What you will do: For this exercise, output every line of the data as it stands.

Exercise material:
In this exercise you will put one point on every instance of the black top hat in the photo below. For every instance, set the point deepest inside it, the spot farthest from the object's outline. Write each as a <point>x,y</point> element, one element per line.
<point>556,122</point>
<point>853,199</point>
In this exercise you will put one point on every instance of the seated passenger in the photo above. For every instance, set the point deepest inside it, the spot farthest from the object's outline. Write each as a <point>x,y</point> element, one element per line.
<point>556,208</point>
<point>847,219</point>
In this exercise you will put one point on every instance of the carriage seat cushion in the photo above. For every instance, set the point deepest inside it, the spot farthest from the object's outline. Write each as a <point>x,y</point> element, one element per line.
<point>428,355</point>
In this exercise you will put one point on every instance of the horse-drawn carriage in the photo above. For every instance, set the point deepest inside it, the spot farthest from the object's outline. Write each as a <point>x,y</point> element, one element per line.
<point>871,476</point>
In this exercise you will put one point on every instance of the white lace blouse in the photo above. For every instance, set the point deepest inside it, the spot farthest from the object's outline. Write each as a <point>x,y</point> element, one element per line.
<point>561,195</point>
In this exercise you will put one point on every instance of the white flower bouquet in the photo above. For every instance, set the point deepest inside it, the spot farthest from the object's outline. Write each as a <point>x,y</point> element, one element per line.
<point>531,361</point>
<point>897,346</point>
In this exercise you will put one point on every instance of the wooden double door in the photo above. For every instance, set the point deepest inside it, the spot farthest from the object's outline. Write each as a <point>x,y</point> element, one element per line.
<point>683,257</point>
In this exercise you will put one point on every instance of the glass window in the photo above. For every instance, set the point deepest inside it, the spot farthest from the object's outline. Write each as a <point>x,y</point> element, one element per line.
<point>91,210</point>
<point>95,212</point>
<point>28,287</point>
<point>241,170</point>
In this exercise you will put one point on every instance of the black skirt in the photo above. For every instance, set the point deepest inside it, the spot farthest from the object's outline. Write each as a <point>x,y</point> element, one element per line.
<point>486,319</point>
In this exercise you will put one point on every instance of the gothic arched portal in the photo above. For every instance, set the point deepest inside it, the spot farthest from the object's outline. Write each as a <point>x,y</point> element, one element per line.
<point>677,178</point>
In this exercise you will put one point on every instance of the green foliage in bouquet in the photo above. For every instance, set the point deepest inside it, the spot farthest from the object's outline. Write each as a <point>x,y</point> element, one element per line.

Your solution:
In this exercise you will put one point on every instance of the black top hat in the photo below. For every instance, set the point deepest inside it, the spot farthest from the object's outline. Write each as a <point>x,y</point> element, one element per line.
<point>556,122</point>
<point>853,199</point>
In this exercise you will put one point on every instance of the seated passenger in the photo above. For every instance, set the point deepest inside it, the spot farthest from the object's outline. Write each as a <point>x,y</point> element, one element per line.
<point>556,208</point>
<point>847,219</point>
In this exercise you will put one point on every instance of the carriage seat cushion in the photo above. For every instance, set the point deepest inside it, the spot farthest from the object's outline. Write each as a <point>x,y</point> element, one element per line.
<point>428,355</point>
In this exercise you will put one point on every instance of the horse-drawn carriage in the photo above. For every instance, set the point deepest inside it, the spot farthest from the object's outline. Write each as a <point>x,y</point> element, one element per line.
<point>871,476</point>
In this exercise you will put one point on every instance of the white lace blouse in the photo above. For every instance, set the point deepest inside it, the spot farthest from the object's outline. Write each as a <point>x,y</point> element, one element per line.
<point>561,195</point>
In this exercise you will put one point on every instance of the white flower bouquet in the photo above. For every instance, set the point deepest inside it, the spot farthest from the object's outline. Write each as a <point>x,y</point> element, one element per line.
<point>531,361</point>
<point>897,346</point>
In this exercise you will put one point on every instance of the wooden double door in the photo above. For every instance, set the point deepest inside it, the spot farthest from the object's outline. Write each as a <point>x,y</point> element, one element per line.
<point>683,257</point>
In this exercise you will put one point on every instance of the glass window in the photo above. For every instance, set the point deepest inside it, the spot farthest from the object's outline. Write each as a <point>x,y</point> element, one element per line.
<point>91,210</point>
<point>95,212</point>
<point>28,287</point>
<point>241,170</point>
In this exercise you will put one point on every instance of the black skirt in the photo above. For every instance, set the point deepest inside it, the spot farthest from the object's outline. Write each as a <point>x,y</point> element, one element per line.
<point>486,319</point>
In this exercise you will put one point on every instance of the gothic arched portal in the photo above. For every instance, set the point deepest inside it, the spot farthest from the object's outline. Write each as a <point>x,y</point> element, one element per line.
<point>677,178</point>
In this exercise you will put one point on every instance of the green foliage in bouquet in the photo above. For every instance, set the point deepest inside it, the spot farthest from the object's outline. Write each as a <point>x,y</point> element, one element per line.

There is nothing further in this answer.